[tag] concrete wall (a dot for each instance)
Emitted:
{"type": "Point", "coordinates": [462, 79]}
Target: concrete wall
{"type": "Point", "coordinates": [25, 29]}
__________
# [Given exercise]
Rewrite the records, swapping "concrete wall" for "brick wall" at every occurrence and leaving all other text unchanged.

# [Answer to the problem]
[tag] brick wall (a dot for each instance)
Emitted:
{"type": "Point", "coordinates": [462, 79]}
Target: brick wall
{"type": "Point", "coordinates": [25, 29]}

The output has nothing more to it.